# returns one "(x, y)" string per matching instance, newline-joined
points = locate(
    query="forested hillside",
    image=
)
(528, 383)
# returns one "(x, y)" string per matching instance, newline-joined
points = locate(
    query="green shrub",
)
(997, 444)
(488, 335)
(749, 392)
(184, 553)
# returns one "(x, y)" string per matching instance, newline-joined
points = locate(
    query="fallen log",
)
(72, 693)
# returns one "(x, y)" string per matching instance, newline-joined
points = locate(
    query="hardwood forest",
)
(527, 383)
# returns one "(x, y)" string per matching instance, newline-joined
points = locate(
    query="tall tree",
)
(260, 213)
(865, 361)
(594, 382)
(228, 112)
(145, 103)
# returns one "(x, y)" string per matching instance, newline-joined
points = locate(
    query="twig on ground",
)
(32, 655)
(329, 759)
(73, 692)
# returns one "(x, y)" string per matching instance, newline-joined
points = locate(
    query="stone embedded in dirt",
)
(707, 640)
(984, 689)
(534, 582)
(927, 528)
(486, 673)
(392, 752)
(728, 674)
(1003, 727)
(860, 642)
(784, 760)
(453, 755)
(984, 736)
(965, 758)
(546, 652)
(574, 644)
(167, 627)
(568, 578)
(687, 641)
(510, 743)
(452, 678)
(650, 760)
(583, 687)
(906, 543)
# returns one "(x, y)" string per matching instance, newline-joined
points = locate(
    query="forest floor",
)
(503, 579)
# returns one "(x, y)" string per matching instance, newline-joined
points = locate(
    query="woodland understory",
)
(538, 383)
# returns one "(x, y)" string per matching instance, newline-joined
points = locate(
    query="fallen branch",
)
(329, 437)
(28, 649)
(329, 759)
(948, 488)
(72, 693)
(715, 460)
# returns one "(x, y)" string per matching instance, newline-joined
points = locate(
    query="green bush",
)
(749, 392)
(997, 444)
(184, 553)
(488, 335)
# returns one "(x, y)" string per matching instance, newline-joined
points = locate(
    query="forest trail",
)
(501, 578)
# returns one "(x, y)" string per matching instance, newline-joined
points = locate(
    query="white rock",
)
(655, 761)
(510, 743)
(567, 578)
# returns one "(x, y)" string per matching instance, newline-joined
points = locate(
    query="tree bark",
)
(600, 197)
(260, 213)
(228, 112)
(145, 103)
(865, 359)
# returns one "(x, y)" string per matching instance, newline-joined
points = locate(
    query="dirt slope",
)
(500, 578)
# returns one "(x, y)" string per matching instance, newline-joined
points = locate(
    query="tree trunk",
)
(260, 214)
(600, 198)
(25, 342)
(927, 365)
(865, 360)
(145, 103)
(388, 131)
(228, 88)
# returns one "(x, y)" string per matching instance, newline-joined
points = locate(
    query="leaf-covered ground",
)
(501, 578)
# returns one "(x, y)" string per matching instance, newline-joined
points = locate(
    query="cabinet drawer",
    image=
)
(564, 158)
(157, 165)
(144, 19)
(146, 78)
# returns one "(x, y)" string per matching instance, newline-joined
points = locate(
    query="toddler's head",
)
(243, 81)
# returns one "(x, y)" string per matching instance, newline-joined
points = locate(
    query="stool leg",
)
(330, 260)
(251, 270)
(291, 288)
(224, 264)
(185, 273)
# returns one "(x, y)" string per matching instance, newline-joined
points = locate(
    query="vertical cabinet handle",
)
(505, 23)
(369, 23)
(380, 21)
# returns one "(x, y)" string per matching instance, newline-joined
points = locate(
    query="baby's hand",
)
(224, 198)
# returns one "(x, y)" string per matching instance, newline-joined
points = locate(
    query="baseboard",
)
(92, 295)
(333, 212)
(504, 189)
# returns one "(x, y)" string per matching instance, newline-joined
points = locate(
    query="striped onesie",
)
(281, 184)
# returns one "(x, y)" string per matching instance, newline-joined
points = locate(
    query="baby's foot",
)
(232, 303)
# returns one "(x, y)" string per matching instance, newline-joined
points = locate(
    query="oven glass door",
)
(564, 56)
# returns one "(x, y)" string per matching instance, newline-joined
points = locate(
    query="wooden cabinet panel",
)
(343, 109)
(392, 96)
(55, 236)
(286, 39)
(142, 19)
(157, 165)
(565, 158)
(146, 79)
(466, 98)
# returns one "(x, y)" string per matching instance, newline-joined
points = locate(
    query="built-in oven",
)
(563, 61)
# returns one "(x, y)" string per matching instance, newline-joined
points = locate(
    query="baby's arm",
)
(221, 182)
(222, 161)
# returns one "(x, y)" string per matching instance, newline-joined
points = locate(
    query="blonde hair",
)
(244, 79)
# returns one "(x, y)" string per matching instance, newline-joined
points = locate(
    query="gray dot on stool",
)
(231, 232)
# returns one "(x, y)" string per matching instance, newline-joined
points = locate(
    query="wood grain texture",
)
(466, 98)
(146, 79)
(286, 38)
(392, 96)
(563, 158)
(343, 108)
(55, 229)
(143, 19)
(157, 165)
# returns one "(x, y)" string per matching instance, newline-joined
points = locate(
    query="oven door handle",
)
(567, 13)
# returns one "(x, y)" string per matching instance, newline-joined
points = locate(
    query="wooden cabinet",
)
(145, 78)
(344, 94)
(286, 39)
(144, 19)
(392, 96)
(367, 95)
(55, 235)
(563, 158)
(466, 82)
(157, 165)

============

• [Exercise details] Copy out whichever lines of the listing contain the word "ground".

• [Written response]
    query="twig on ground",
    query="leaf-covered ground",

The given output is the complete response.